# [PASSAGE TO READ]
_ _ _ _ _ _ _

TACOMA, Washington — Since the beginning of the COVID-19 pandemic, the scenic country of Wales has taken a hit. With almost a quarter of its people living in poverty before COVID-19, poverty in Wales continues to worsen as the economy declines due to pandemic conditions. Low-paid workers in Wales, comprising of the accommodation, food and beverage sector, have seen 78% of their jobs furloughed. By June of 2020, around 400,000 people in Wales had fallen behind on their bills. With a total population of 3.1 million, this group of people struggling to make ends meet makes up a greater part of the total population. Initiatives to aid poverty in Wales have been of some success but the battle against COVID-19 has only just begun. COVID-19’s impact on poverty in Wales has been harsh as already struggling households struggle even further.
Welsh Food Banks Work Overtime
Food banks in Wales have seen a staggering 21% increase in food assistance since the beginning of the COVID-19 pandemic. This increase is not entirely encompassing either as other Welsh community groups outside of food banks have been assisting residents with food aid too. The Trussell Trust Foodbank, working to end the need for food banks in the United Kingdom, has a current Welsh network of 117 food banks. Between April 1 and September 30 of 2020, it handed out 70,393 emergency food parcels. In comparison, 58,272 emergency food parcels were handed out in 2019 for the same duration of time.
Wales: Worst Child Poverty in the UK
Out of the four countries that comprise the United Kingdom, Wales has the worst child poverty rates. A whole 200,000 children are living in poverty in Wales, and of these 200,000 children, 90,000 are living in severe poverty. Roughly 600,000 total children live in Wales, meaning one out of every three Welsh children are experiencing some degree of poverty. With low-income jobs vanishing in Wales and a quarter of low-income households skipping meals to save money, COVID-19 only continues to worsen the cycle of poverty.
The Joseph Rowntree Foundation (JRF), a U.K. charity working to end poverty in Wales, has been advocating to the Welsh Government since the start of the COVID-19 pandemic about the importance of empowering individual households. Specifically, the JRF is stressing to The Welsh Government the importance of developing a new childcare offer for children, guaranteeing affordable social rents to residents and creating a “Welsh Benefits System” in the country. Expanding on the Welsh Government’s social housing efforts and existing childcare offer, which have both positively benefited the Welsh during the ongoing COVID-19 crisis, these three actions would further expand assistance and ease poverty in Wales.
COVID-19’s Impact on Poverty in Wales
Wales has been hit hard by COVID-19. Having the highest child poverty rates in the United Kingdom, the economy has worsened and those already impacted by poverty in low-income households have since seen the effects of poverty intensify. Food banks are working overtime to aid those in need of food and organizations and charities are calling upon the Welsh Government to invest more in individual households. On top of this, social housing and existing childcare offers have been of much help to the Welsh people. Through further advocating and initiatives, people in the country can recover from COVID-19’s impact on poverty in Wales.

_ _ _ _ _ _ _

[Collected data entries]
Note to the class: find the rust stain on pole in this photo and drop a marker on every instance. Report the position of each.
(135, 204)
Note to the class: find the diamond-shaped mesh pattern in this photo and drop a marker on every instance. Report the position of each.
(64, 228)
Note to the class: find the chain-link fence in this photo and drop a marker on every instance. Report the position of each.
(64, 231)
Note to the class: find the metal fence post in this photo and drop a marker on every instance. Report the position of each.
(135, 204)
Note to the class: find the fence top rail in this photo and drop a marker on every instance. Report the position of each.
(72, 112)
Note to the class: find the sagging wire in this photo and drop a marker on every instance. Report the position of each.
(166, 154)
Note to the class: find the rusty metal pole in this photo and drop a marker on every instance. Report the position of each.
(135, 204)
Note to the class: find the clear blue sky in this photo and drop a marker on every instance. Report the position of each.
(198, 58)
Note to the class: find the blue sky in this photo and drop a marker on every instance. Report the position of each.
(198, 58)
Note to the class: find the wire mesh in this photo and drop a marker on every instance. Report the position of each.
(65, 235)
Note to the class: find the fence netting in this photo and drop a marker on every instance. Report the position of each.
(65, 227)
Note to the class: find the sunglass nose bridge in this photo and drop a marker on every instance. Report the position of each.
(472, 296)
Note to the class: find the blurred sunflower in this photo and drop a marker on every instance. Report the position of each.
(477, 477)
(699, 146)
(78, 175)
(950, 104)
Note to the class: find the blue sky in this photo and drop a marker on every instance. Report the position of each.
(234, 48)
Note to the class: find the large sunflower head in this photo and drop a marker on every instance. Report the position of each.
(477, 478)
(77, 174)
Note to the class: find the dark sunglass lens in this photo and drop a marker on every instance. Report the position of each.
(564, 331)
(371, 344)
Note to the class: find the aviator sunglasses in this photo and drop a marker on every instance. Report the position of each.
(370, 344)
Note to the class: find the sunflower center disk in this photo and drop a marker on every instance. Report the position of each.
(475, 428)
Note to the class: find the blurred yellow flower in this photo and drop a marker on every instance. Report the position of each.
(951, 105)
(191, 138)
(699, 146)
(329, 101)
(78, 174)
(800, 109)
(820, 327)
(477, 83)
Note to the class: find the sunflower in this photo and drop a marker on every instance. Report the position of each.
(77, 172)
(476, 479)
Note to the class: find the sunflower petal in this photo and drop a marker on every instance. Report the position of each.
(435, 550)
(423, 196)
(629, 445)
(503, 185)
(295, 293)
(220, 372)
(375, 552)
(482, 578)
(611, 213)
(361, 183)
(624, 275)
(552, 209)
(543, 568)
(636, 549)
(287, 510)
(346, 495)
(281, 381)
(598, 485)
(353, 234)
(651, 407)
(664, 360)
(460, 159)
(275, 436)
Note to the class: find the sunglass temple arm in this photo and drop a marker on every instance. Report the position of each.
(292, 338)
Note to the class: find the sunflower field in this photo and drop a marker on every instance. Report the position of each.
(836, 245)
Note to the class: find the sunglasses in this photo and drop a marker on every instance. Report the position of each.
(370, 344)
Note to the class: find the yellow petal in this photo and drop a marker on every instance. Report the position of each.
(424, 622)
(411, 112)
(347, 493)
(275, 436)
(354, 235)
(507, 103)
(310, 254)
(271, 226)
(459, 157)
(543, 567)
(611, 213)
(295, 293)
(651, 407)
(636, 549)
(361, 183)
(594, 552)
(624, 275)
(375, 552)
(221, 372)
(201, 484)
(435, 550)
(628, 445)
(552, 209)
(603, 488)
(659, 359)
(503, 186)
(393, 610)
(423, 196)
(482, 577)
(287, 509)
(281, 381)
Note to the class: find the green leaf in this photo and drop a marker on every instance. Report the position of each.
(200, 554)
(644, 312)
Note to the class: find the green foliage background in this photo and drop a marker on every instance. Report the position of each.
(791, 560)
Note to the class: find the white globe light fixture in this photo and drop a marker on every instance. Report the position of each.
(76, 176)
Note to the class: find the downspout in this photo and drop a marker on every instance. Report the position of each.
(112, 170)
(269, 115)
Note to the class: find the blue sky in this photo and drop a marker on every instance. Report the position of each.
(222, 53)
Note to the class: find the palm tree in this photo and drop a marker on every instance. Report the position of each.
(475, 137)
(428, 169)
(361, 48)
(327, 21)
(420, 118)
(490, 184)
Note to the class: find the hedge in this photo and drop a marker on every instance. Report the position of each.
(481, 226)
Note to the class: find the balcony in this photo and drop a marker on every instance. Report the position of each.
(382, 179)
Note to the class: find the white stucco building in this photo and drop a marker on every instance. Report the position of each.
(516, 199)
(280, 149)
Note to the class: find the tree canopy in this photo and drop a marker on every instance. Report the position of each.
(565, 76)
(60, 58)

_ _ _ _ _ _ _

# [EXERCISE]
Check each of the following statements against the article on poverty in Wales, answering yes or no and quoting the words of the article that settle it. 1. The Trussell Trust's Welsh network handed out more emergency food parcels from April 1 to September 30 of 2020 than in the same period of 2019. 2. Among the four countries of the United Kingdom, Wales has the lowest child poverty rates. 3. Food banks in Wales have seen a 12% increase in food assistance since the beginning of the COVID-19 pandemic.

# [RESULT OF THE EXERCISE]
1. Yes: "Between April 1 and September 30 of 2020, it handed out 70,393 emergency food parcels. In comparison, 58,272 emergency food parcels were handed out in 2019 for the same duration of time."
2. No: "Out of the four countries that comprise the United Kingdom, Wales has the worst child poverty rates."
3. No: "Food banks in Wales have seen a staggering 21% increase in food assistance since the beginning of the COVID-19 pandemic."